• **Task details**: When you copy the records, keep every word exact and leave the pictures out.

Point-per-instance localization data
※

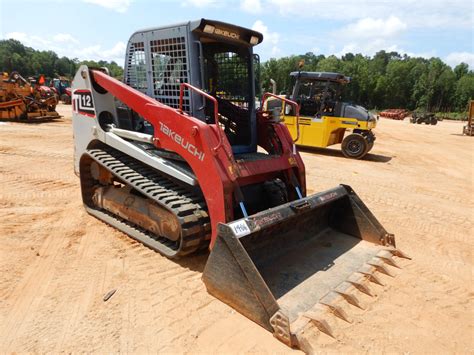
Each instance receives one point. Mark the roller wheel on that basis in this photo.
(354, 146)
(370, 146)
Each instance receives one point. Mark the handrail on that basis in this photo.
(206, 95)
(292, 103)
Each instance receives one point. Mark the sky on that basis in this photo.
(99, 29)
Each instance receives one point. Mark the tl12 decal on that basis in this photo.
(82, 103)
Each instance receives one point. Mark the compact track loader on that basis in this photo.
(170, 158)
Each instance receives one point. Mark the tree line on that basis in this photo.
(386, 80)
(14, 56)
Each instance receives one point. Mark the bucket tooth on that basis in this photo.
(350, 298)
(378, 265)
(372, 278)
(399, 253)
(320, 323)
(386, 256)
(361, 287)
(281, 327)
(337, 311)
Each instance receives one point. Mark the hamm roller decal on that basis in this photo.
(82, 103)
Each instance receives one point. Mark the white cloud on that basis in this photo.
(200, 3)
(367, 28)
(29, 40)
(251, 6)
(64, 37)
(456, 58)
(96, 52)
(116, 5)
(369, 35)
(416, 13)
(269, 47)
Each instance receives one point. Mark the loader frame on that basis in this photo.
(203, 146)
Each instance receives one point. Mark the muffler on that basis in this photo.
(276, 266)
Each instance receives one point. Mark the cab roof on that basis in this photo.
(321, 76)
(225, 30)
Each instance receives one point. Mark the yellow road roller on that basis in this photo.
(325, 118)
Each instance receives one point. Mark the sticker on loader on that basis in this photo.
(82, 103)
(240, 228)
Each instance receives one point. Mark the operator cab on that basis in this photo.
(320, 94)
(214, 56)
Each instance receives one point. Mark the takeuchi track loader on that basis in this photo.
(170, 158)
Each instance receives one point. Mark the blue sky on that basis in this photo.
(99, 29)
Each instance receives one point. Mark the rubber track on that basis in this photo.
(188, 207)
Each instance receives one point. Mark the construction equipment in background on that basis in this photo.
(24, 100)
(424, 117)
(395, 113)
(169, 157)
(62, 86)
(468, 129)
(325, 118)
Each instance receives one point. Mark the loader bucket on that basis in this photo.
(279, 264)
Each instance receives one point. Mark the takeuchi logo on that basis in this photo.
(181, 141)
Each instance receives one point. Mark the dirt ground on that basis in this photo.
(57, 262)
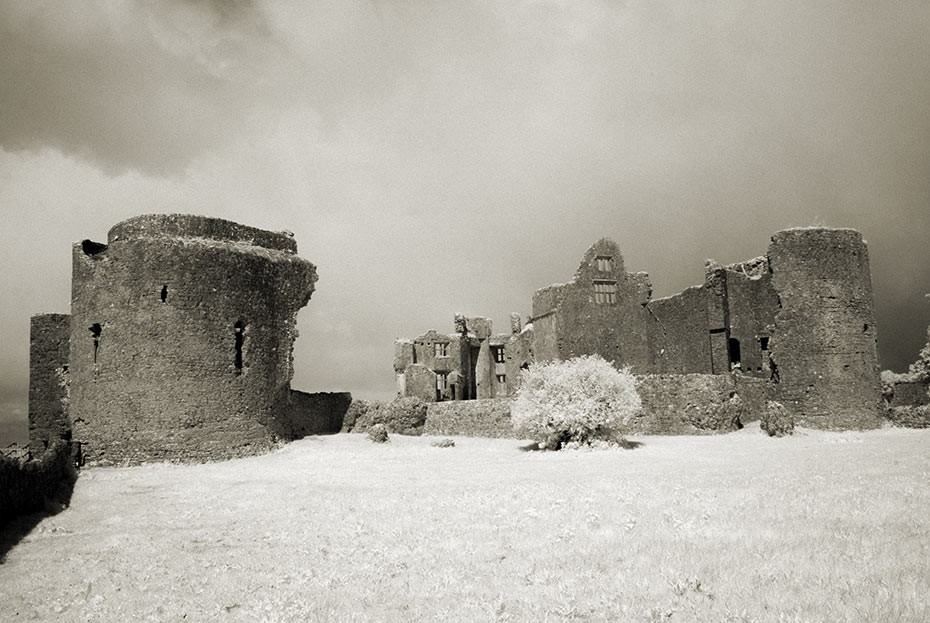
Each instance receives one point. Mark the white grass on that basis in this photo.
(815, 527)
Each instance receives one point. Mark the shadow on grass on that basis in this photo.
(16, 529)
(32, 490)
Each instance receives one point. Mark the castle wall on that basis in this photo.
(49, 336)
(182, 329)
(688, 404)
(824, 345)
(612, 323)
(470, 418)
(317, 413)
(678, 337)
(751, 307)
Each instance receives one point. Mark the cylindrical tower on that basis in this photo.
(182, 329)
(824, 344)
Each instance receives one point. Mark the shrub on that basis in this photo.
(776, 421)
(580, 400)
(378, 433)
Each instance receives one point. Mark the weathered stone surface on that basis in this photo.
(38, 484)
(686, 404)
(911, 416)
(910, 393)
(824, 343)
(470, 418)
(182, 328)
(315, 414)
(48, 380)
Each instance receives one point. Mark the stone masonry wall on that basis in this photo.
(616, 331)
(49, 336)
(687, 404)
(824, 345)
(470, 418)
(316, 414)
(182, 329)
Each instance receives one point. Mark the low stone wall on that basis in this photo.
(673, 404)
(910, 394)
(317, 414)
(470, 418)
(35, 485)
(694, 404)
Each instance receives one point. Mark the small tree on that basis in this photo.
(580, 400)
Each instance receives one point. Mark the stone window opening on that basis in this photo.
(734, 354)
(240, 343)
(605, 292)
(95, 331)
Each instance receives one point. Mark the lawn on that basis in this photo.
(742, 527)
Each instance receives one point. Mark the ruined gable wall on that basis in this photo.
(49, 336)
(825, 340)
(163, 379)
(578, 325)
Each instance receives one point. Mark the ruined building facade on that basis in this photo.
(178, 343)
(800, 317)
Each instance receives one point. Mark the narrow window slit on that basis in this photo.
(240, 339)
(95, 331)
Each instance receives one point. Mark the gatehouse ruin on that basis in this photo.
(799, 319)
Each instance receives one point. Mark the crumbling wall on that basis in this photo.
(49, 336)
(470, 418)
(612, 322)
(678, 339)
(751, 307)
(182, 330)
(38, 484)
(320, 413)
(686, 404)
(824, 344)
(420, 382)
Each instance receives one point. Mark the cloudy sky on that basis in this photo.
(441, 157)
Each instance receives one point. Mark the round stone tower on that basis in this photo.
(824, 344)
(181, 335)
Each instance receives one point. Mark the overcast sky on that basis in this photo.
(433, 158)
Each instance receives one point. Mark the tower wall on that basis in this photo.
(48, 379)
(824, 344)
(182, 330)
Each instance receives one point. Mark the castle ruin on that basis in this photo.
(178, 345)
(800, 319)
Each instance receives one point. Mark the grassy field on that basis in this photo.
(816, 527)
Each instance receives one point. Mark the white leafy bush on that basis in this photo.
(577, 401)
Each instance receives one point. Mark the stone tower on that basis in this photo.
(824, 343)
(181, 335)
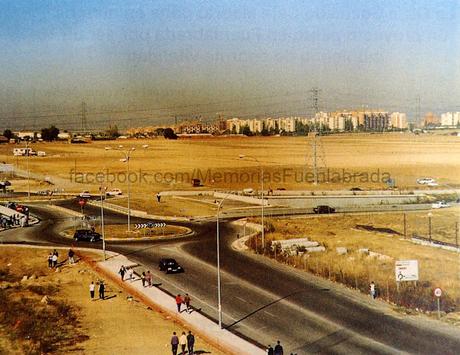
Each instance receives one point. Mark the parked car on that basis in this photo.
(114, 192)
(426, 181)
(84, 194)
(440, 204)
(86, 235)
(170, 266)
(323, 209)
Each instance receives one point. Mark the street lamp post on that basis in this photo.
(242, 156)
(103, 190)
(127, 157)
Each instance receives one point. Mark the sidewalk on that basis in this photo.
(222, 338)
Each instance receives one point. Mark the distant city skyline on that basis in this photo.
(155, 60)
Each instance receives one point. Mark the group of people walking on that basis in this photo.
(186, 342)
(183, 301)
(277, 350)
(53, 259)
(126, 270)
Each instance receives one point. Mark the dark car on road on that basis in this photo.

※

• **Answer**:
Each instance receives one point. Mark the roller wheel on that basis in this photo.
(354, 146)
(370, 146)
Each instance receives one point. Mark the handrail on that basis in this photo.
(206, 95)
(292, 103)
Each instance receives one point. Mark the sky on that basis in this photo.
(99, 29)
Each instance receives one point. Mark the tl12 decal on that basis in this photo.
(82, 103)
Each instance receives one point. Mark the compact track loader on that basis in this photo.
(170, 158)
Each instance receives one point. Mark the tree line on that basis in this photo.
(386, 80)
(14, 56)
Each instance receives one point. Mark the bucket tooth on that basis in this photo.
(350, 298)
(378, 265)
(372, 278)
(399, 253)
(320, 323)
(386, 256)
(361, 287)
(281, 327)
(337, 311)
Each instance receives one point. Mark the hamm roller decal on that basis in this photo.
(82, 103)
Each instance receives one point. Mark the white cloud on that basis in this photo.
(200, 3)
(367, 28)
(29, 40)
(251, 6)
(64, 37)
(456, 58)
(96, 52)
(116, 5)
(369, 35)
(416, 13)
(269, 47)
Each instance receives one point. Mark the loader frame on that basis in this photo.
(203, 146)
Each instance receives one point. Mark the muffler on that basis in this photo.
(276, 266)
Each instance receives one point. Mark the cab roof on that basis in this photo.
(321, 76)
(225, 30)
Each instance receives one point. Mark the yellow road roller on that basis in this photo.
(325, 118)
Each instance receives one point. Mark the sticker on loader on that basis in this photo.
(82, 103)
(240, 228)
Each instance receives one point. Mark the operator cab on that basis in this photo.
(320, 94)
(214, 56)
Each instance receives one point. Mark the takeuchi track loader on that basis in this photo.
(170, 158)
Each instance receives one point. Mark the blue sky on that basis in this photo.
(99, 29)
Each instance receives one point. Mark the rubber track on that basis in this photo.
(188, 207)
Each instance receives one point. Mark the construction equipment in background on that basis in this photo.
(24, 100)
(424, 117)
(395, 113)
(169, 157)
(62, 86)
(468, 129)
(325, 118)
Each instance receives one point. Mark the loader bucket on that basis in this photo.
(279, 264)
Each instance receives one point. Mark the takeuchi logo on that basis in this photo.
(181, 141)
Each instance receives one point. Mark the dirt ground on that basis in this photo.
(57, 262)
Each instance receives one point. Mark the white grass on that basis in this photo.
(815, 527)
Each instance receives one point. Mark the shadow on grass on that basis in this photo.
(16, 529)
(32, 490)
Each instance receives one point. Mark the castle wall on that basis in this photo.
(49, 336)
(182, 329)
(688, 404)
(824, 345)
(612, 323)
(470, 418)
(317, 413)
(678, 337)
(751, 307)
Each instance receives one point. Mark the cylindrical tower on that basis in this photo.
(182, 329)
(824, 344)
Each instance receives one point. Mark the shrub on that basis in this photo.
(776, 421)
(580, 400)
(378, 433)
Each instance receives one point. Mark the weathered stone surface on that basis in this photo.
(38, 484)
(686, 404)
(911, 416)
(910, 393)
(824, 343)
(470, 418)
(182, 328)
(315, 414)
(48, 380)
Each instance receives one point. Mark the stone masonry wall on that basis in this photo.
(616, 331)
(49, 336)
(687, 404)
(824, 345)
(470, 418)
(316, 414)
(182, 329)
Each instance receives one point. Mark the low stone wall on that basis in this photo.
(673, 404)
(910, 394)
(317, 414)
(470, 418)
(35, 485)
(694, 404)
Each instance receives one point. Mark the small tree on that basis in this photo.
(580, 400)
Each instance receives one point. Mark the stone window opening on that basis in this photo.
(734, 354)
(240, 343)
(605, 292)
(95, 331)
Each instance receives one point. Mark the lawn on that basis in this photo.
(742, 527)
Each instance receives one point. Mark the ruined gable wall on that basis in this photo.
(49, 336)
(825, 340)
(163, 379)
(578, 325)
Each instance receives one point. Mark the ruined building facade on that basis in this photo.
(178, 343)
(800, 317)
Each instance receives one point. Mark the narrow window slit on that basis in this photo.
(240, 339)
(95, 331)
Each instance receives one point. Mark the gatehouse ruin on that basis in this photo.
(799, 319)
Each instance receives one point. Mark the crumbling wall on that basis in this photo.
(49, 336)
(470, 418)
(612, 322)
(678, 339)
(751, 307)
(182, 330)
(38, 484)
(320, 413)
(686, 404)
(824, 344)
(420, 382)
Each instance receives one point. Mark the cloudy sky on that basis in this photo.
(441, 157)
Each instance receives one point. Mark the round stone tower on that basis in this photo.
(824, 344)
(181, 335)
Each instance receives one point. Mark the overcast sky on that basis in this photo.
(433, 158)
Each instance receives one point. Mark the tower wall on that basis in this photo.
(48, 379)
(824, 344)
(182, 330)
Each instance receives one point. Mark the castle ruin on that basis in this photo.
(178, 345)
(800, 319)
Each instance receives one point. Mark the grassy field on that basis in this photo.
(816, 527)
Each instance receives one point. Mark the white leafy bush on that basis in this photo.
(577, 401)
Each instance receives one point. Mark the stone tower on that basis in this photo.
(824, 343)
(181, 335)
Each instance receives one point. Mark the parked car on that basis in this photo.
(114, 192)
(426, 181)
(84, 194)
(440, 204)
(86, 235)
(170, 266)
(323, 209)
Each instance receives one point. Mark the street lamp post on that basis in this photo.
(242, 156)
(103, 190)
(127, 157)
Each instance receives one point. Mark the sidewalk on that basis in this photo.
(222, 338)
Each instance receives one point. Mark the distant city skyline on that basis in this photo.
(155, 60)
Each instance receives one point. Mark the group of people walking on that basis in this photo.
(186, 342)
(183, 301)
(277, 350)
(53, 259)
(126, 270)
Each instance receives one point. Mark the dark car on road on that basis in this photo.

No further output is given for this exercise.